#### [EXTRACTED TEXT]
==================================================

But I became nervous when the United States disbanded the Iraqi army and police and dismissed all Baathists from the Iraqi government. I feared this would create a vacuum.
I recalled how when the Japanese captured Singapore in February 1942 and took 90,000 British, Indian, and Australian troops prisoner, they left the police and the civil administration intact and functioning -- under the control of Japanese military officers but with British personnel still in charge of the essential services, such as gas and electricity. Except for a small garrison, most of the 30,000 Japanese invasion forces had left Singapore and headed to Java within a fortnight. Had the Japanese disbanded the police and the civil administration when they interned the British forces, there would have been chaos.
Perceptions of U.S. unilateralism have triggered an informal countercoalition of necessity among those countries that oppose the coalition of the willing. Many in this countercoalition are not on the side of the jihadists. Russia and China, along with some European countries, have come together simply to protect their interests against what they perceive as U.S. encroachment on their respective domains. They have no fundamental conflict of interest with the United States.
To isolate the jihadist groups, therefore, the United States must be more multilateral in its approach and rally Europe, Russia, China, India, and all non-Muslim governments to its cause, along with many moderate Muslims. A worldwide coalition is necessary to fight the fires of hatred that the Islamist fanatics are fanning. When moderate Muslim governments, such as those in Indonesia, Malaysia, the Persian Gulf states, Egypt, and Jordan, feel comfortable associating themselves openly with a multilateral coalition against Islamist terrorism, the tide of battle will turn against the extremists.
REMAKING THE MIDDLE EAST
The Bush administration has set out to spread democracy in Iraq and the Middle East more generally. In the long run, democracy can prevail, but the process will not be easy.

==================================================

#### [DATA EXCERPTS]
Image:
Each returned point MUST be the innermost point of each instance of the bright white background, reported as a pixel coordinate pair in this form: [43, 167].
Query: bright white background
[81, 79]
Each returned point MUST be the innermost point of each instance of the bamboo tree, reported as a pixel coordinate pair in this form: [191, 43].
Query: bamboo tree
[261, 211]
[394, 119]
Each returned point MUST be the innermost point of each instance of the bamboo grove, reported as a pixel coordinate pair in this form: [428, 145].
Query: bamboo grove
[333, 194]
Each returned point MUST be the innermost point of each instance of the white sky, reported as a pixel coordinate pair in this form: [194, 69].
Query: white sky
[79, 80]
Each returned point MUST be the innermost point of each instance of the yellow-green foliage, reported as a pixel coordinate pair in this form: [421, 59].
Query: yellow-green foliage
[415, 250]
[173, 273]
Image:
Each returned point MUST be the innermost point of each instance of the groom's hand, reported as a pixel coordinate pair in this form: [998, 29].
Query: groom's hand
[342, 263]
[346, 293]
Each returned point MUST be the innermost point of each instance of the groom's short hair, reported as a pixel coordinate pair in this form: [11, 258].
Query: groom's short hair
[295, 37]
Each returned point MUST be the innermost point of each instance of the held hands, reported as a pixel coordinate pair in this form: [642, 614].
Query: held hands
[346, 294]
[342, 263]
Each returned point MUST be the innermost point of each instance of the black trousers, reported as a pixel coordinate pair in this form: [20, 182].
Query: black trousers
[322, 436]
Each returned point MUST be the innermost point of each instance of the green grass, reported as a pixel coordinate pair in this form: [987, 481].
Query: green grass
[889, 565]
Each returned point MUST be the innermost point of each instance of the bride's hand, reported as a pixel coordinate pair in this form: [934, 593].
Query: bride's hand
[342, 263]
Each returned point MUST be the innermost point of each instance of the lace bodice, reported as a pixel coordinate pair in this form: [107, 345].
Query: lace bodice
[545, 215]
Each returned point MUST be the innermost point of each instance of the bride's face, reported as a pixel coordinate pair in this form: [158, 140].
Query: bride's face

==================================================

#### [DIRECTION 1]
According to the passage on U.S. policy, how many British, Indian, and Australian troops did the Japanese take prisoner when they captured Singapore?
#### [DIRECTION 2]
Rewrite the passage on U.S. policy from "But I became" up to and including "create a vacuum.", putting "uneasy" in place of "nervous".
You won't need the entries for this work.

#### [FINAL RESULT 1]
90,000

#### [FINAL RESULT 2]
But I became uneasy when the United States disbanded the Iraqi army and police and dismissed all Baathists from the Iraqi government. I feared this would create a vacuum.